Each record below is to be reproduced without any change.

━━━ Extracted data ━━━

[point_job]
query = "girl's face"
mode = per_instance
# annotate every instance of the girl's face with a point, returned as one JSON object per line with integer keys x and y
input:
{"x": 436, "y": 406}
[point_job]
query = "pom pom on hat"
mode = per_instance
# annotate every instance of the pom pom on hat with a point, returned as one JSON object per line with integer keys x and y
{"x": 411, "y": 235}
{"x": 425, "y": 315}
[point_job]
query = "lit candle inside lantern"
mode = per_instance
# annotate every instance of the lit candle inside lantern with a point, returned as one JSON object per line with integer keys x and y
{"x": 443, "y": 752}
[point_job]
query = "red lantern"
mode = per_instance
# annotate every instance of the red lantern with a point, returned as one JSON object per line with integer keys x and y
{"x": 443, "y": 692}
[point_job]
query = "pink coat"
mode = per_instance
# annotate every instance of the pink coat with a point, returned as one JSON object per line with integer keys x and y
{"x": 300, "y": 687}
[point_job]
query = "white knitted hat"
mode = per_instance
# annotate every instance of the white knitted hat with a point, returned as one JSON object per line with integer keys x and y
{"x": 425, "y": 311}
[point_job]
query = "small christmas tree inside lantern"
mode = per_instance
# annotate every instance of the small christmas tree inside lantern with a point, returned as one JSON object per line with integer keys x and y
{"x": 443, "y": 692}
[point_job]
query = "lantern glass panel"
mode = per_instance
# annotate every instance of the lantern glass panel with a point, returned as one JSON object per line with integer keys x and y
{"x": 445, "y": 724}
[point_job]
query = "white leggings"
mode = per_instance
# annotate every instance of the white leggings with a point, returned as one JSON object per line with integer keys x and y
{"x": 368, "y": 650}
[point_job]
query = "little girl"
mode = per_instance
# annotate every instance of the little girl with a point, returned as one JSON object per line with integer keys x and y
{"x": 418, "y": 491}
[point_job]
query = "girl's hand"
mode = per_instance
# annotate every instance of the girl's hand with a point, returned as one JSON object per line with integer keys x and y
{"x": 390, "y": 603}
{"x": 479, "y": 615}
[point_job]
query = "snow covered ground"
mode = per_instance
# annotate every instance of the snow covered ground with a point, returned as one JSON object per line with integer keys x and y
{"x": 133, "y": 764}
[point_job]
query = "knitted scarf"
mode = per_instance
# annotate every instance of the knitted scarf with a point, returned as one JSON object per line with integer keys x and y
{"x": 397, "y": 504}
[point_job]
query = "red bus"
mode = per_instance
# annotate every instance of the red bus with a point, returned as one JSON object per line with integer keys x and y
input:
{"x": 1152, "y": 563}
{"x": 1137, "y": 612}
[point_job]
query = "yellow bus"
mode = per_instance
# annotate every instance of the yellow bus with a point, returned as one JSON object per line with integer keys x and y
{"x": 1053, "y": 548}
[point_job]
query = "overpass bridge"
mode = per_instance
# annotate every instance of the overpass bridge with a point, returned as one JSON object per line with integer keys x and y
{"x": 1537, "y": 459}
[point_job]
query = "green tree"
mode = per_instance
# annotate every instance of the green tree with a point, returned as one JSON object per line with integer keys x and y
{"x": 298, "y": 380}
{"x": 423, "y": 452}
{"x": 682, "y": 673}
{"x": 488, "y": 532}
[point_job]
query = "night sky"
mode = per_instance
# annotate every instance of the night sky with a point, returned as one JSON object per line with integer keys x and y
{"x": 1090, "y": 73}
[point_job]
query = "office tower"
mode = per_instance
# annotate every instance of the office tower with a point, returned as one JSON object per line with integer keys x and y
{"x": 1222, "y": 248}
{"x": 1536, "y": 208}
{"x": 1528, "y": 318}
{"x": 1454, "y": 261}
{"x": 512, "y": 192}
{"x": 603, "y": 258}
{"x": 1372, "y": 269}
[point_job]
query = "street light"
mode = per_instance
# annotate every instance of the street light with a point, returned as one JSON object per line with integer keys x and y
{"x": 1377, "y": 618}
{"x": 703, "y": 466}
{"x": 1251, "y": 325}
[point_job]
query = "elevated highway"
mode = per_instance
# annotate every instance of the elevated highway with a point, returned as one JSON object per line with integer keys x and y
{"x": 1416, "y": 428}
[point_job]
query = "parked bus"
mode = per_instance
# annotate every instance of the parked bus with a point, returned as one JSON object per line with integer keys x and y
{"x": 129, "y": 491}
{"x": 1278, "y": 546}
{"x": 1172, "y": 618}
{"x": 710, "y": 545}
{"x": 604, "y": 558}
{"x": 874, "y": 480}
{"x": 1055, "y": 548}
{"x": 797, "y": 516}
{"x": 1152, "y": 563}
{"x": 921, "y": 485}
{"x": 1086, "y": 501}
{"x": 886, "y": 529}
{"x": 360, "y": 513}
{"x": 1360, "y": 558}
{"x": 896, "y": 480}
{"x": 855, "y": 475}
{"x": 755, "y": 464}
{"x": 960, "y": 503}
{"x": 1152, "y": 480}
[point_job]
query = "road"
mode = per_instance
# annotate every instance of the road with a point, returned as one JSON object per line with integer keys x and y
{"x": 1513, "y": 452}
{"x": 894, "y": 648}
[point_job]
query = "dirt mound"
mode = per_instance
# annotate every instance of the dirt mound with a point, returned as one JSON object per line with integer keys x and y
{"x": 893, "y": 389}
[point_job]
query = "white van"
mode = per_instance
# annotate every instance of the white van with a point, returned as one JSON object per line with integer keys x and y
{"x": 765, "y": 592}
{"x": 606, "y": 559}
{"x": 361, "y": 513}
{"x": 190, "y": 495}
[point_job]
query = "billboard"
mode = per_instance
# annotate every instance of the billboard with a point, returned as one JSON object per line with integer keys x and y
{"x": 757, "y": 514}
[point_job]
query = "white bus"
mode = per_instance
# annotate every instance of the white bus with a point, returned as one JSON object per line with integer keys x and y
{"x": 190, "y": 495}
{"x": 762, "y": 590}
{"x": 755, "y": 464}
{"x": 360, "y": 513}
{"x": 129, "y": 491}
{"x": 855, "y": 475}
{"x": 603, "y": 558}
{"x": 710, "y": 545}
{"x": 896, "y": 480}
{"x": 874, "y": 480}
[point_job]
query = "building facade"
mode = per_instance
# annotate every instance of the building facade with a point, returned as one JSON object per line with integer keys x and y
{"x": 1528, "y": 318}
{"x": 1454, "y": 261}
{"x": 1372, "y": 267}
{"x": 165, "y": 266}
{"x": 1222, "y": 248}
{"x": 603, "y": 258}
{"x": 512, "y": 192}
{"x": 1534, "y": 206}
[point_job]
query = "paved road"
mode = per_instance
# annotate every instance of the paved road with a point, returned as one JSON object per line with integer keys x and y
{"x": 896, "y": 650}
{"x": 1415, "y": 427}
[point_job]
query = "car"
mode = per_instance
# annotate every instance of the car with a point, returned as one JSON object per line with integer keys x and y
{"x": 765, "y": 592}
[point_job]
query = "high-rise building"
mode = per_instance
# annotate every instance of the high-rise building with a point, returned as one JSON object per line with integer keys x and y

━━━

Result below
[point_job]
query = "girl's face"
mode = per_instance
# annotate every instance of the girl's face with a point, returned as one JSON object per line with integer keys x and y
input:
{"x": 436, "y": 406}
[point_job]
query = "pom pom on hat"
mode = per_instance
# annotate every instance of the pom pom on hat with a point, returned as one JSON object per line with integer keys x and y
{"x": 411, "y": 235}
{"x": 425, "y": 315}
[point_job]
query = "lit candle inside lantern"
mode = per_instance
# annotate every instance of the lit candle inside lantern with a point, returned as one JSON object per line with integer keys x and y
{"x": 443, "y": 752}
[point_job]
query = "red lantern"
mode = per_instance
# annotate every instance of the red lantern with a point, returned as one JSON object per line with integer keys x and y
{"x": 443, "y": 692}
[point_job]
query = "pink coat"
mode = per_instance
# annotate every instance of the pink coat with a point, returned as one JSON object per line with integer keys x and y
{"x": 300, "y": 687}
[point_job]
query = "white knitted hat"
mode = per_instance
# annotate every instance of the white knitted hat with a point, returned as one JSON object per line with integer keys x and y
{"x": 425, "y": 311}
[point_job]
query = "small christmas tree inside lantern"
mode = per_instance
# annotate every instance of the small christmas tree inside lantern with a point, returned as one JSON object per line with integer keys x and y
{"x": 443, "y": 692}
[point_job]
query = "lantern glass panel"
mode = per_instance
# annotate every instance of the lantern glass panel with a point, returned as one JSON object per line with integer keys x and y
{"x": 445, "y": 724}
[point_job]
query = "white leggings"
mode = per_instance
# annotate every instance of the white leggings with a point, returned as one JSON object per line with integer keys x and y
{"x": 368, "y": 650}
[point_job]
query = "little girl"
mode = per_instance
# annotate every instance of the little girl with a point, returned as one JSON object per line with integer keys x and y
{"x": 418, "y": 491}
[point_job]
query = "girl's hand"
mode = per_instance
# annotate every instance of the girl's hand with a point, returned as one JSON object per line with integer keys x and y
{"x": 390, "y": 603}
{"x": 479, "y": 615}
[point_job]
query = "snow covered ground"
mode = per_instance
# annotate every instance of the snow covered ground with a point, returned as one JSON object per line with integer keys x and y
{"x": 133, "y": 764}
[point_job]
query = "knitted scarf"
mode = per_instance
# annotate every instance of the knitted scarf with a point, returned as one JSON object per line with integer keys x and y
{"x": 397, "y": 504}
[point_job]
query = "red bus"
mode = per_instance
# annotate every instance of the red bus with a point, returned as one JSON object per line with integer keys x and y
input:
{"x": 1152, "y": 563}
{"x": 1137, "y": 612}
[point_job]
query = "yellow bus"
mode = per_instance
# annotate every instance of the yellow bus with a point, returned as one JSON object per line with integer keys x and y
{"x": 1053, "y": 548}
[point_job]
query = "overpass bridge"
mode = per_instance
# annotate every instance of the overpass bridge with a point, returned as one JSON object per line with integer keys x and y
{"x": 1537, "y": 459}
[point_job]
query = "green tree"
mode = per_instance
# annotate every instance of the green tree with a point, returned as one JSON object per line with integer keys x and y
{"x": 298, "y": 380}
{"x": 423, "y": 452}
{"x": 682, "y": 673}
{"x": 488, "y": 532}
[point_job]
query = "night sky"
mode = per_instance
# annotate every instance of the night sky with a point, returned as one JSON object per line with integer keys x and y
{"x": 1090, "y": 73}
[point_job]
query = "office tower"
mode = per_instance
# annotate every instance of the office tower with a point, returned as one JSON object per line with integer keys x and y
{"x": 1222, "y": 248}
{"x": 1536, "y": 208}
{"x": 1528, "y": 318}
{"x": 1454, "y": 261}
{"x": 512, "y": 192}
{"x": 603, "y": 258}
{"x": 1372, "y": 269}
[point_job]
query = "street light"
mode = per_instance
# annotate every instance of the street light with a point, returned as one JSON object per line with integer keys x and y
{"x": 1377, "y": 618}
{"x": 703, "y": 466}
{"x": 1251, "y": 325}
[point_job]
query = "elevated highway"
mode = per_instance
# annotate every instance of the elevated highway with a point, returned as one JSON object per line with integer keys x and y
{"x": 1416, "y": 428}
[point_job]
query = "parked bus"
mode = per_instance
# annotate every instance of the parked bus with a point, returned as one JSON object per line with integer keys x and y
{"x": 129, "y": 491}
{"x": 1278, "y": 546}
{"x": 1172, "y": 618}
{"x": 710, "y": 545}
{"x": 604, "y": 558}
{"x": 874, "y": 480}
{"x": 1055, "y": 548}
{"x": 797, "y": 516}
{"x": 1152, "y": 563}
{"x": 921, "y": 485}
{"x": 1086, "y": 501}
{"x": 886, "y": 529}
{"x": 360, "y": 513}
{"x": 1360, "y": 558}
{"x": 896, "y": 480}
{"x": 855, "y": 475}
{"x": 755, "y": 464}
{"x": 960, "y": 503}
{"x": 1152, "y": 480}
[point_job]
query = "road"
mode = per_instance
# annotate every instance of the road with a point, returned as one JSON object per line with integer keys x and y
{"x": 1513, "y": 452}
{"x": 894, "y": 648}
[point_job]
query = "dirt mound"
mode = per_instance
# annotate every instance of the dirt mound with a point, returned as one JSON object per line with integer keys x and y
{"x": 893, "y": 389}
[point_job]
query = "white van"
mode = per_instance
# annotate every instance of the white van with a point, returned as one JSON object per line with integer keys x and y
{"x": 765, "y": 592}
{"x": 606, "y": 559}
{"x": 361, "y": 513}
{"x": 190, "y": 495}
[point_job]
query = "billboard"
mode = per_instance
# annotate every instance of the billboard with a point, returned as one JSON object per line with integer keys x and y
{"x": 757, "y": 514}
[point_job]
query = "white bus"
mode = per_instance
# annotate every instance of the white bus with a point, returned as one JSON object per line with integer keys x and y
{"x": 190, "y": 495}
{"x": 762, "y": 590}
{"x": 755, "y": 464}
{"x": 360, "y": 513}
{"x": 129, "y": 491}
{"x": 855, "y": 475}
{"x": 603, "y": 558}
{"x": 710, "y": 545}
{"x": 896, "y": 480}
{"x": 874, "y": 480}
[point_job]
query = "building facade"
mode = per_instance
# annotate every instance of the building facade with a point, returned as one JSON object per line with integer keys x and y
{"x": 1528, "y": 318}
{"x": 1454, "y": 261}
{"x": 1372, "y": 267}
{"x": 165, "y": 266}
{"x": 1222, "y": 248}
{"x": 603, "y": 258}
{"x": 512, "y": 192}
{"x": 1534, "y": 206}
[point_job]
query = "paved road"
mode = per_instance
# annotate every instance of the paved road with a point, returned as one JSON object per line with integer keys x and y
{"x": 896, "y": 650}
{"x": 1415, "y": 427}
[point_job]
query = "car"
mode = per_instance
# annotate every instance of the car with a point, returned as one JSON object per line with integer keys x and y
{"x": 765, "y": 592}
[point_job]
query = "high-rise building"
mode = per_instance
# annotate every instance of the high-rise building with a point, returned as one JSON object per line with integer keys x and y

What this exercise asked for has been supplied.